> _DATA LISTING_

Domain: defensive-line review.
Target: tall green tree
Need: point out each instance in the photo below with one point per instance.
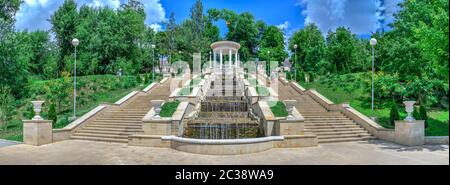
(14, 50)
(272, 41)
(341, 50)
(64, 22)
(311, 49)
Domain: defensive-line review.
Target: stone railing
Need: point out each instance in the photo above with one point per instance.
(367, 123)
(319, 98)
(153, 125)
(64, 133)
(297, 87)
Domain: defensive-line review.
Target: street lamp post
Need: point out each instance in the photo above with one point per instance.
(295, 61)
(373, 42)
(75, 43)
(153, 63)
(268, 64)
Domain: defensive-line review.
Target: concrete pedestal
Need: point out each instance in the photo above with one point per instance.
(410, 133)
(37, 132)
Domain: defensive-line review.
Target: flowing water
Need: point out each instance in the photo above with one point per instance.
(221, 116)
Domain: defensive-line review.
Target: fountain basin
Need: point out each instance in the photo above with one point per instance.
(222, 147)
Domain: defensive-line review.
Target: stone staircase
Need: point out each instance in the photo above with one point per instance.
(329, 126)
(116, 123)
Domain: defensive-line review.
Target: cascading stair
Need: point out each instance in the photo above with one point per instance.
(329, 126)
(115, 124)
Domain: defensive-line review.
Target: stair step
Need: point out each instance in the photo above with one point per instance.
(111, 129)
(334, 129)
(100, 139)
(114, 136)
(324, 116)
(327, 121)
(123, 116)
(331, 126)
(328, 124)
(116, 124)
(342, 132)
(345, 139)
(102, 120)
(113, 126)
(342, 136)
(107, 132)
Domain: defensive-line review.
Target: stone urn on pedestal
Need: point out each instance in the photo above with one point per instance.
(157, 107)
(37, 131)
(410, 132)
(37, 107)
(289, 108)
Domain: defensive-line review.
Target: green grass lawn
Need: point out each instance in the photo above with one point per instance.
(361, 101)
(91, 91)
(185, 91)
(262, 91)
(278, 108)
(195, 82)
(169, 108)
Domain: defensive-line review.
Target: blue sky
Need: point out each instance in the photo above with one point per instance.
(361, 16)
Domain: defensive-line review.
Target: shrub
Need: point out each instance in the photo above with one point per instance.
(6, 106)
(52, 115)
(393, 115)
(138, 79)
(62, 122)
(278, 109)
(169, 108)
(416, 114)
(423, 115)
(146, 79)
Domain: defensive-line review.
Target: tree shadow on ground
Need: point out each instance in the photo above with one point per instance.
(386, 145)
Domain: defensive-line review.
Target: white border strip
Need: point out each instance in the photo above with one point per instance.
(163, 80)
(85, 117)
(148, 88)
(124, 99)
(222, 141)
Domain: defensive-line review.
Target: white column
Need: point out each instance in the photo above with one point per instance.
(230, 56)
(235, 58)
(214, 58)
(221, 58)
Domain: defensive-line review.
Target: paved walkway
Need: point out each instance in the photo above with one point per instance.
(5, 143)
(89, 152)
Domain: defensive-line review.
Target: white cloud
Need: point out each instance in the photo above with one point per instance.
(283, 26)
(34, 14)
(360, 16)
(156, 27)
(155, 12)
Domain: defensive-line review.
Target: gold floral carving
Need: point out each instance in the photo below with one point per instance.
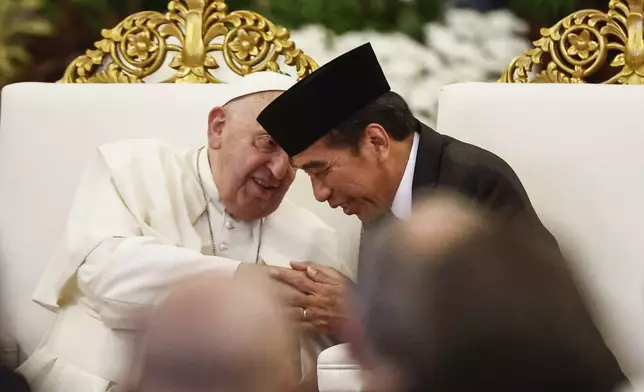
(189, 35)
(586, 42)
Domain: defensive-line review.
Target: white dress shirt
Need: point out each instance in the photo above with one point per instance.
(401, 207)
(136, 227)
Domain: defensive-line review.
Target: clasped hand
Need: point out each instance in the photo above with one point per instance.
(315, 296)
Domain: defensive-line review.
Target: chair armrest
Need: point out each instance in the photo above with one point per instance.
(337, 371)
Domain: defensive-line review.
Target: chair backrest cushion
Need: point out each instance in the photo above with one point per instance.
(578, 151)
(47, 135)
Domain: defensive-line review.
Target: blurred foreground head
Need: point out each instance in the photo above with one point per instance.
(216, 334)
(451, 302)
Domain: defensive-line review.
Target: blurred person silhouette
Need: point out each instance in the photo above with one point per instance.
(452, 302)
(365, 151)
(215, 334)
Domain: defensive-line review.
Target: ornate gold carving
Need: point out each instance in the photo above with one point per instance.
(576, 48)
(191, 32)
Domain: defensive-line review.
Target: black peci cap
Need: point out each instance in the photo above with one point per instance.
(325, 99)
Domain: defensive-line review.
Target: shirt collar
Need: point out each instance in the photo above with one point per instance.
(209, 186)
(401, 207)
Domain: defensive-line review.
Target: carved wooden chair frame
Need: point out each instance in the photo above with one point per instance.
(588, 46)
(139, 46)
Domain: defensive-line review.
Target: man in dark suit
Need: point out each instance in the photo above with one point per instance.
(366, 152)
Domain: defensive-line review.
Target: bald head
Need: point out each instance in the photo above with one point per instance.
(218, 334)
(243, 111)
(251, 171)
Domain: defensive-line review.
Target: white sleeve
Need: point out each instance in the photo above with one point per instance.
(117, 267)
(124, 277)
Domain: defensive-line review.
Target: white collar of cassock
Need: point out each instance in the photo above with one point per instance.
(209, 186)
(401, 207)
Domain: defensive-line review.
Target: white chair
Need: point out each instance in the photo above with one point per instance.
(578, 151)
(48, 131)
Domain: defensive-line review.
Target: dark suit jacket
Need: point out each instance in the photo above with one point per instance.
(446, 163)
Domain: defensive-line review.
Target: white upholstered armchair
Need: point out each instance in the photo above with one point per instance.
(154, 75)
(576, 147)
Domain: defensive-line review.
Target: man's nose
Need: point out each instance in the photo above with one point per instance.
(280, 165)
(321, 192)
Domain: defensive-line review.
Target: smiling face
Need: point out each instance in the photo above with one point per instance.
(251, 171)
(364, 181)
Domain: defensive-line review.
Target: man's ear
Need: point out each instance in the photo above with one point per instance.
(376, 141)
(216, 121)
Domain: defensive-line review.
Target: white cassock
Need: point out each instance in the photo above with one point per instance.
(138, 224)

> _EXERCISE AIM_
Leave the pictures out and copy the rest of the data exactly.

> _SOLUTION FOR THIS PROBLEM_
Domain: defensive-line review.
Target: tall green tree
Need: point out each instance in the photo below with one point per instance.
(14, 50)
(272, 41)
(341, 50)
(64, 22)
(311, 49)
Domain: defensive-line review.
Target: stone railing
Need: point out each instance in the photo above with one point per instance.
(367, 123)
(319, 98)
(153, 125)
(64, 133)
(297, 87)
Domain: defensive-line review.
Target: street lamp post
Need: point out each instance in the photo above with one point per instance.
(295, 61)
(373, 42)
(75, 43)
(153, 63)
(268, 64)
Domain: defensive-line review.
Target: concrete pedestal
Need: point out each instance in the photo above with one point per instance.
(410, 133)
(37, 132)
Domain: defensive-line review.
Target: flowing water
Need: point out each instance in the photo above with one point per instance.
(221, 116)
Domain: defensive-line review.
Target: fountain basin
Need: point out each instance in the photo above with one point per instance.
(222, 147)
Domain: defensive-line review.
Target: stone staircase
Need: point out each instance in the photo above with one point per instance.
(329, 126)
(116, 123)
Domain: defensive-line review.
Target: cascading stair
Need: point out each instance in the photo above with one point per instance.
(329, 126)
(115, 124)
Domain: defensive-line review.
Target: stair step
Need: point out each instance in the photo above with one point per instance.
(111, 129)
(334, 129)
(100, 139)
(114, 136)
(324, 116)
(327, 121)
(123, 116)
(331, 126)
(328, 124)
(116, 124)
(342, 132)
(345, 139)
(102, 120)
(113, 126)
(342, 136)
(107, 132)
Domain: defensive-line review.
Target: stone urn on pedestal
Need: point out each instance in the photo above with one point per instance.
(157, 107)
(37, 131)
(410, 132)
(37, 107)
(289, 108)
Domain: defensive-line review.
Target: green grass lawn
Need: point out each instance in the photo above with one point per instance.
(361, 101)
(91, 91)
(185, 91)
(262, 91)
(278, 108)
(195, 82)
(169, 108)
Domain: defensive-line review.
Target: blue sky
Need: point out each instance in the photo above with one point per instance.
(361, 16)
Domain: defensive-line review.
Target: shrub
Need: point out each instance in the photo above with one point per instance.
(6, 106)
(52, 115)
(393, 115)
(138, 79)
(62, 122)
(278, 109)
(169, 108)
(416, 114)
(423, 115)
(146, 79)
Domain: defensive-line review.
Target: tree shadow on ground
Need: point out each instance in the photo above with one point per instance.
(386, 145)
Domain: defensive-line review.
Target: white border strip
Need: point out each instance in the photo above with one point per instance.
(163, 80)
(85, 117)
(148, 88)
(124, 99)
(222, 141)
Domain: defensive-line review.
Target: white column
Need: point out each instance in the photo above with one point per instance.
(230, 56)
(235, 58)
(214, 58)
(221, 58)
Domain: defensive-line review.
Target: paved walkway
Need: point out each instance in the photo above with one point per instance.
(5, 143)
(89, 152)
Domain: defensive-line review.
Target: white cloud
Need: point out each instance in the photo above with one point per instance.
(283, 26)
(34, 14)
(360, 16)
(156, 27)
(155, 12)
Domain: defensive-line review.
Target: gold floral carving
Need: point out each instance in the photo below with one point per instance.
(189, 35)
(586, 42)
Domain: defensive-line review.
Target: white dress shirt
Need: point out each instance in the photo above with one point per instance.
(401, 207)
(136, 227)
Domain: defensive-line review.
Target: clasped hand
Need: point out each instance in the photo above with one point per instance.
(315, 296)
Domain: defensive-line review.
Target: chair armrest
Need: point out each instance in the photo above with one point per instance.
(337, 371)
Domain: defensive-line review.
Target: chair backrest cushion
Need: point out each instance in the photo above with one point per instance.
(578, 151)
(47, 135)
Domain: defensive-line review.
Target: blurred foreground head
Need: point out each instance in the photo above with one point per instance.
(216, 334)
(451, 302)
Domain: defensive-line review.
Target: blurred person silhouette
Need: point out each instance in the photo above with one point per instance.
(452, 302)
(365, 151)
(215, 334)
Domain: defensive-line review.
Target: ornate gold carving
Need: point out each instance in the photo above with one point per instance.
(576, 48)
(191, 32)
Domain: defensive-line review.
Target: black peci cap
Need: point out each instance in the photo above with one point per instance.
(325, 99)
Domain: defensive-line review.
Target: shirt collar
Need: point out each instance in the photo above with one point per instance.
(209, 186)
(401, 207)
Domain: defensive-line review.
Target: carved wooden chair frame
Need: point out each instance in the photo above with one point per instance.
(588, 46)
(139, 46)
Domain: defensive-line review.
Target: man in dark suit
Need: point out each instance in the photo above with one point per instance.
(366, 152)
Domain: defensive-line review.
Target: bald head
Need: point out each instance in the photo above with one point per instance.
(218, 334)
(243, 111)
(251, 171)
Domain: defensive-line review.
Target: white sleeve
Need: point out each instance in the photo above with one point per instance.
(117, 267)
(124, 277)
Domain: defensive-line review.
Target: white collar of cassock
Need: point out each instance in the photo above with one point per instance.
(209, 186)
(401, 207)
Domain: defensive-line review.
Target: white chair
Need: point out each instance in the photo above with one point per instance.
(578, 151)
(48, 131)
Domain: defensive-line review.
Target: dark suit jacket
Need: point out each instance in the photo above with one point per instance.
(446, 163)
Domain: defensive-line review.
Target: white upholstered armchair
Need: point out each instance in the photo above with one point per instance.
(154, 75)
(576, 147)
Domain: defensive-line review.
Target: man's nose
Need: point out each instance in the photo above with one point per instance.
(280, 165)
(321, 192)
Domain: defensive-line review.
Target: smiling face
Need: point out each instance in the photo above with one point per instance.
(251, 171)
(364, 181)
Domain: defensive-line review.
Target: man's ear
Need: point out each instance in the photo above with one point per instance.
(376, 141)
(216, 121)
Domain: defensive-line review.
Target: white cassock
Need: point out each instance in the photo above with one point per instance.
(138, 224)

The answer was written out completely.